▸ **GIVEN PROBLEM**
Give the entries back exactly, dropping each image.

[Dataset records about object locations]

-=-=-=-=-

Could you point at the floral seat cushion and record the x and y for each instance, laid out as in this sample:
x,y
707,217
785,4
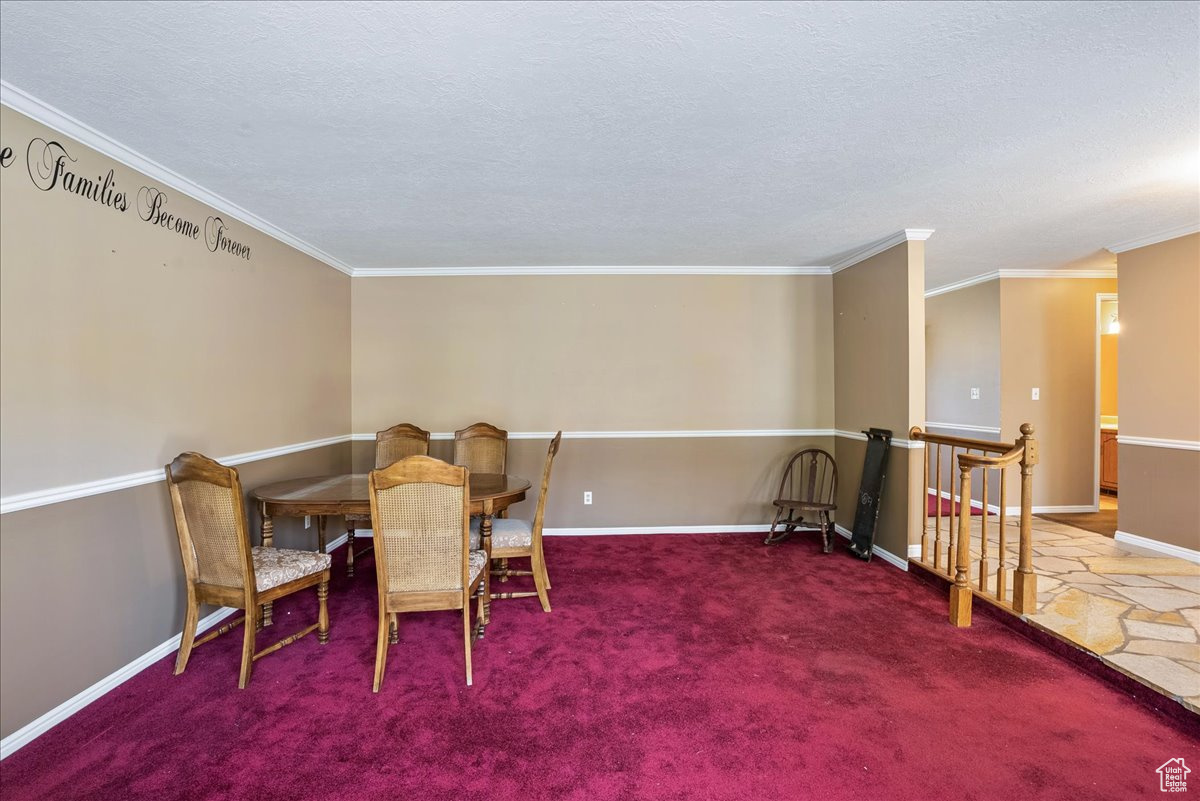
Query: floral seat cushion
x,y
276,566
505,534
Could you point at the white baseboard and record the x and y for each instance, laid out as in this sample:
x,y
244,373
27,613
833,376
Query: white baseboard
x,y
28,733
599,531
886,555
1055,510
1167,548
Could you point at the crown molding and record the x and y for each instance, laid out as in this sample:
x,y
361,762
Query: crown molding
x,y
1155,441
995,275
1155,239
875,248
42,112
1102,272
963,284
589,270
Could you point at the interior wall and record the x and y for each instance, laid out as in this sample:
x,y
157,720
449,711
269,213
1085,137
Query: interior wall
x,y
121,344
1048,330
1109,372
1159,391
961,353
880,381
611,355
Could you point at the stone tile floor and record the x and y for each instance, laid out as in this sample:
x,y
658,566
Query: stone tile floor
x,y
1137,609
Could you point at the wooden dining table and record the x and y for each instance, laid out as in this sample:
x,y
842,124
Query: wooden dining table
x,y
346,495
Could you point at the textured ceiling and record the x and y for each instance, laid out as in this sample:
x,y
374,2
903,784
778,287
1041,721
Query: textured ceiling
x,y
1030,136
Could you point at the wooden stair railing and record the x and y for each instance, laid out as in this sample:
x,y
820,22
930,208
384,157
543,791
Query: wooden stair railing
x,y
983,456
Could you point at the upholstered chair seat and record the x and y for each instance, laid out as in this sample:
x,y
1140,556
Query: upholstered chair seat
x,y
507,533
222,568
277,566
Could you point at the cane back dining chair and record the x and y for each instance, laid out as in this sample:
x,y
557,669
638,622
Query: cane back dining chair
x,y
419,512
515,538
400,441
221,566
481,447
394,444
809,487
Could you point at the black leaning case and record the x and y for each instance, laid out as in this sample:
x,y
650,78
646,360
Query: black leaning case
x,y
867,512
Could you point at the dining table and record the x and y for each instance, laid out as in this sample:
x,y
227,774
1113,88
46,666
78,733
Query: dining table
x,y
347,495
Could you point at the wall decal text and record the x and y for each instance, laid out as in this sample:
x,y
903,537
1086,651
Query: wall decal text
x,y
51,166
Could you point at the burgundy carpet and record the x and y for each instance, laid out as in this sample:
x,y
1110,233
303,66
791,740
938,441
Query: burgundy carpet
x,y
673,667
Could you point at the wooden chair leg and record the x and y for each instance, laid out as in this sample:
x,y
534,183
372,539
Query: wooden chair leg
x,y
541,558
539,579
771,537
381,648
247,646
189,637
323,613
466,633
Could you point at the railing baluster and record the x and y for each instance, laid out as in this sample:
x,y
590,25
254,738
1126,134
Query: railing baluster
x,y
1001,589
960,592
1025,582
955,511
983,534
937,519
924,519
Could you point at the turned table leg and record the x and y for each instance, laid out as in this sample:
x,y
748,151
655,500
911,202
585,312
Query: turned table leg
x,y
268,542
485,535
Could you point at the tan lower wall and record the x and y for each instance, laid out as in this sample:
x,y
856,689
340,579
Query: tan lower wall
x,y
1159,497
647,482
105,578
892,531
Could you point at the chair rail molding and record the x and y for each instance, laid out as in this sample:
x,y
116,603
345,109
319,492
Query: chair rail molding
x,y
646,434
965,427
591,270
71,492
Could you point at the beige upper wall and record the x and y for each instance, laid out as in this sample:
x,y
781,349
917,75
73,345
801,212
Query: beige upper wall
x,y
1048,329
963,351
880,381
594,353
1159,378
123,343
879,342
1109,372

-=-=-=-=-

▸ **FULL OUTPUT**
Could you point at the floral seat cushion and record the x and y for each instance, laid out as in this sample:
x,y
707,217
785,4
Query: floral seat cushion
x,y
276,566
505,534
Could you point at the white baseboard and record the x and y for each instance, laid out as in this sample:
x,y
244,373
27,613
833,376
Query: white baseboard
x,y
28,733
599,531
886,555
1055,510
1167,548
Could you point at the crown molding and record the x and y for each instance, laid out as in this sample:
x,y
361,762
Query: crown molding
x,y
1155,441
995,275
1155,239
875,248
42,112
1102,272
963,284
589,270
Could you point at the interior wall and record the x and y for each instance, laid out as in this sample:
x,y
157,720
449,711
269,213
1085,137
Query: interior wall
x,y
121,344
1048,330
1109,372
1159,391
961,353
880,381
611,355
Could you point at the stone tile floor and record the x and y for each instance, laid out as in this sample:
x,y
658,566
Query: stone tile floor
x,y
1137,609
Could you point at the wooden dining table and record the x and y for each instance, laid out as in this sample:
x,y
842,124
Query: wooden dining table
x,y
346,495
Could you point at the textured ceiling and record the x and y for each instance, laid out as in this sample:
x,y
374,2
903,784
778,287
1041,721
Query: textured ceiling
x,y
1030,136
Could you point at the wooden stair railing and record the x and y for each instance, laid out as in this sample:
x,y
820,22
930,208
384,157
543,791
Query: wooden stair railing
x,y
983,456
Could you point at the upholstered chair seat and record the x and y for each instance, laid out as in this sample:
x,y
1140,556
Query: upholstered chair seat
x,y
507,533
222,568
277,566
Could you point at the cane back dining chair and record the x and y for each instance, laid out as in this sample:
x,y
557,669
638,622
Query: cane back dining chair
x,y
419,512
515,538
400,441
221,566
481,447
394,444
809,487
Could you point at the black leaning case and record the x and y for each instance, laid out as in this sample:
x,y
650,78
646,360
Query: black leaning case
x,y
867,512
Could you point at the dining table and record the x and y for each instance, laid out as in this sample:
x,y
227,774
1113,88
46,666
78,733
Query: dining table
x,y
347,495
Could you point at the wall decal text and record the x and y for each instance, laid out as in this sample:
x,y
903,537
1086,651
Query: wall decal text
x,y
51,166
Could you point at the burgundy carpet and record the x and y for each instance, laid out as in this sample:
x,y
1110,233
303,66
791,740
938,441
Query: burgundy carpet
x,y
673,667
Could you point at the wooden chair leg and record the x and y for each instance, laid out as in this sample:
x,y
534,183
372,539
Query: wooden chair leg
x,y
541,558
539,579
771,537
381,648
247,646
189,637
323,613
466,633
Could you point at the railing baluster and record the x and y for each instance, laid out as in this sample:
x,y
590,25
254,738
1126,134
Query: railing baluster
x,y
1001,589
960,592
1025,582
955,511
983,534
937,519
924,519
Could you point at the turned table leg and record the x and y for each instance, laid out as in this sample:
x,y
748,151
655,500
911,202
585,312
Query: turned table leg
x,y
268,542
485,535
Could you point at the tan lower wall and record the x and y for each instance, laid out as in this sample:
x,y
856,689
340,579
Query: tan lower wall
x,y
1159,497
647,482
105,578
892,531
Could you point at the chair rail molding and record the x and y for each instance, laid out as in this sample:
x,y
116,603
345,109
319,492
Query: chair rail molding
x,y
646,434
965,427
591,270
71,492
Could you point at the beige upper wall and record the x and y for each instance, laid out as in this sample:
x,y
781,349
917,75
73,345
801,212
Query: beige upper wall
x,y
1048,329
963,351
880,381
594,353
1159,378
123,343
879,342
1109,372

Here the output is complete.